DIRECTIVE: Find every line in the records below that contains the string "woman" and copy each one out in full.

DATA PROVIDED:
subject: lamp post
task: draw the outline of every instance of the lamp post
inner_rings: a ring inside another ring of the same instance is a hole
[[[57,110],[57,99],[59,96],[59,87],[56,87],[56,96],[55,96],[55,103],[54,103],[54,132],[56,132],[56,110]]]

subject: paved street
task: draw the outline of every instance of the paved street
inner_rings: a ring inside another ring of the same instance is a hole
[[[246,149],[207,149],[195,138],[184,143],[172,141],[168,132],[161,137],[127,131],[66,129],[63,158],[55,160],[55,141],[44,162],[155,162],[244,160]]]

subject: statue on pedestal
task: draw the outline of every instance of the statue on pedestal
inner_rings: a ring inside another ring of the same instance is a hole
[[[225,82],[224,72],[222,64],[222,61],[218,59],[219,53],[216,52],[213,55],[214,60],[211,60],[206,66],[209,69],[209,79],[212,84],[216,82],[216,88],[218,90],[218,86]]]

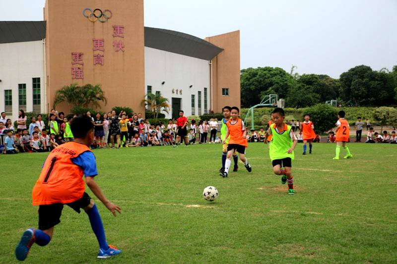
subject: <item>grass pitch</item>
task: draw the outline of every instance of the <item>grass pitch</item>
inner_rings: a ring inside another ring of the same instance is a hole
[[[112,263],[393,263],[397,258],[396,146],[350,144],[354,158],[333,160],[335,144],[315,144],[292,163],[296,194],[272,173],[267,146],[249,145],[218,175],[219,144],[96,150],[97,182],[121,207],[114,217],[89,191],[108,242],[122,250]],[[0,263],[16,262],[23,230],[37,227],[31,192],[47,154],[0,156]],[[344,155],[343,149],[341,156]],[[233,162],[232,162],[233,164]],[[216,187],[214,202],[202,197]],[[64,209],[50,244],[35,244],[25,262],[89,263],[98,246],[84,212]]]

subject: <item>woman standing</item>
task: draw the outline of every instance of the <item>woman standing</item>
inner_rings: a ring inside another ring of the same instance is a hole
[[[23,110],[19,110],[18,113],[18,119],[16,120],[16,123],[18,125],[17,127],[18,129],[26,129],[26,116],[25,115],[25,112]]]
[[[212,118],[209,122],[209,127],[211,128],[211,135],[209,136],[209,143],[215,143],[216,138],[216,132],[218,129],[218,122],[215,118]]]
[[[105,133],[105,137],[103,138],[103,145],[108,147],[109,141],[109,120],[107,114],[103,114],[103,132]]]
[[[94,130],[96,145],[99,148],[103,148],[103,137],[105,136],[104,125],[103,118],[101,116],[101,114],[97,113],[94,120]]]
[[[42,118],[43,117],[40,114],[38,114],[37,120],[36,121],[36,125],[39,127],[39,130],[40,130],[40,132],[41,132],[45,127],[44,121],[41,120]]]

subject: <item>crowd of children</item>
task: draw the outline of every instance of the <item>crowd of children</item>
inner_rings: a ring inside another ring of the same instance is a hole
[[[183,115],[183,112],[182,112]],[[43,152],[50,151],[59,145],[72,141],[73,135],[70,128],[70,124],[73,117],[65,116],[64,113],[58,113],[55,109],[51,110],[49,114],[49,121],[46,125],[42,120],[41,114],[32,117],[28,127],[26,126],[26,116],[23,110],[20,110],[15,129],[10,119],[6,118],[5,113],[2,112],[0,117],[0,149],[4,153],[15,154],[23,152]],[[170,119],[166,124],[159,122],[155,125],[150,124],[147,119],[143,119],[141,113],[133,114],[129,116],[125,111],[118,115],[112,111],[103,115],[97,113],[92,117],[91,112],[86,113],[92,120],[94,125],[95,140],[91,148],[119,148],[120,147],[137,147],[156,146],[173,146],[176,147],[180,144],[177,140],[179,128],[177,120]],[[186,118],[186,117],[185,117]],[[369,129],[365,143],[383,143],[397,144],[396,132],[392,131],[389,135],[385,130],[382,133],[374,131],[372,127],[368,127],[369,121],[365,122],[358,117],[355,122],[356,142],[361,142],[363,127],[366,124]],[[184,129],[186,129],[186,136],[184,136],[186,145],[206,144],[208,133],[210,132],[208,143],[221,142],[220,135],[217,136],[217,131],[222,124],[218,125],[218,121],[213,118],[209,120],[200,120],[197,124],[193,119],[187,120],[188,123]],[[307,153],[307,144],[309,145],[309,154],[313,148],[312,143],[321,142],[321,136],[315,133],[314,124],[310,121],[310,115],[306,115],[304,120],[285,120],[285,123],[291,127],[291,131],[294,134],[298,143],[303,143],[303,154]],[[270,120],[267,128],[272,123]],[[248,142],[264,142],[265,131],[261,128],[259,131],[245,128],[245,137]],[[268,141],[271,140],[271,136]],[[348,139],[350,142],[350,139]],[[327,142],[335,143],[336,136],[331,130],[329,132]]]

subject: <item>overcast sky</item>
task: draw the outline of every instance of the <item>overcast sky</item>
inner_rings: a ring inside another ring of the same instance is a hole
[[[0,19],[42,20],[45,2],[0,0]],[[240,30],[242,69],[333,78],[397,65],[397,0],[144,0],[145,26],[202,38]]]

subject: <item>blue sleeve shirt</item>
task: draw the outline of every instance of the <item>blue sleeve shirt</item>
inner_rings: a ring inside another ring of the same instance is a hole
[[[12,139],[7,136],[5,137],[5,142],[6,150],[9,151],[14,149],[14,141]]]
[[[83,169],[85,177],[93,177],[98,175],[95,156],[92,152],[83,152],[76,158],[72,158],[71,161]]]

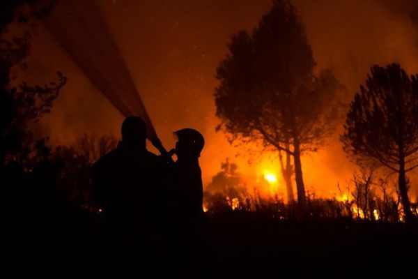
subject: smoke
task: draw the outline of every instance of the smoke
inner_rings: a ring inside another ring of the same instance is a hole
[[[293,2],[306,24],[318,69],[330,68],[346,86],[341,101],[351,100],[373,64],[398,62],[408,73],[418,73],[415,1]],[[233,158],[242,173],[262,173],[259,166],[266,164],[276,165],[279,173],[274,154],[253,165],[247,163],[248,156],[234,157],[245,151],[215,133],[218,120],[212,97],[217,84],[215,70],[226,54],[231,36],[240,29],[251,31],[271,0],[98,3],[164,145],[173,146],[171,132],[180,128],[195,128],[205,135],[201,158],[205,183],[220,170],[226,157]],[[52,139],[65,143],[86,132],[118,135],[122,116],[116,110],[46,29],[38,26],[33,33],[26,77],[49,75],[55,70],[68,77],[52,114],[42,122]],[[337,182],[344,183],[355,168],[341,150],[341,133],[340,128],[323,150],[302,158],[306,183],[319,195],[336,192]]]

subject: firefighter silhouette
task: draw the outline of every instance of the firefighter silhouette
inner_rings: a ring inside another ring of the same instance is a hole
[[[205,144],[202,135],[191,128],[174,132],[178,141],[170,164],[169,212],[175,268],[178,278],[195,278],[201,264],[201,225],[204,220],[201,170],[199,163]]]
[[[93,199],[102,209],[108,232],[126,243],[148,241],[164,222],[161,159],[146,149],[146,130],[137,116],[122,123],[118,147],[93,164]]]

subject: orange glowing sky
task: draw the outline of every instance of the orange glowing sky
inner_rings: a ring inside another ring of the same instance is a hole
[[[170,148],[171,132],[184,127],[201,130],[207,144],[201,165],[203,181],[220,169],[226,157],[240,172],[279,172],[274,154],[249,165],[250,158],[215,133],[218,121],[212,94],[215,68],[226,54],[231,35],[251,31],[271,6],[271,0],[98,1],[157,132]],[[369,67],[397,61],[418,73],[418,29],[408,12],[411,1],[295,0],[306,24],[318,68],[329,67],[347,88],[348,101]],[[40,129],[56,144],[74,142],[84,133],[118,137],[122,116],[93,86],[42,24],[32,31],[32,54],[23,73],[29,81],[50,80],[56,70],[68,77]],[[336,191],[354,167],[338,142],[339,130],[318,154],[303,158],[307,189],[320,195]],[[281,180],[279,178],[278,183]],[[412,195],[415,194],[414,191]]]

FINAL RESULT:
subject: <item>woman standing</item>
task: draw the outline of every instance of the <item>woman standing</item>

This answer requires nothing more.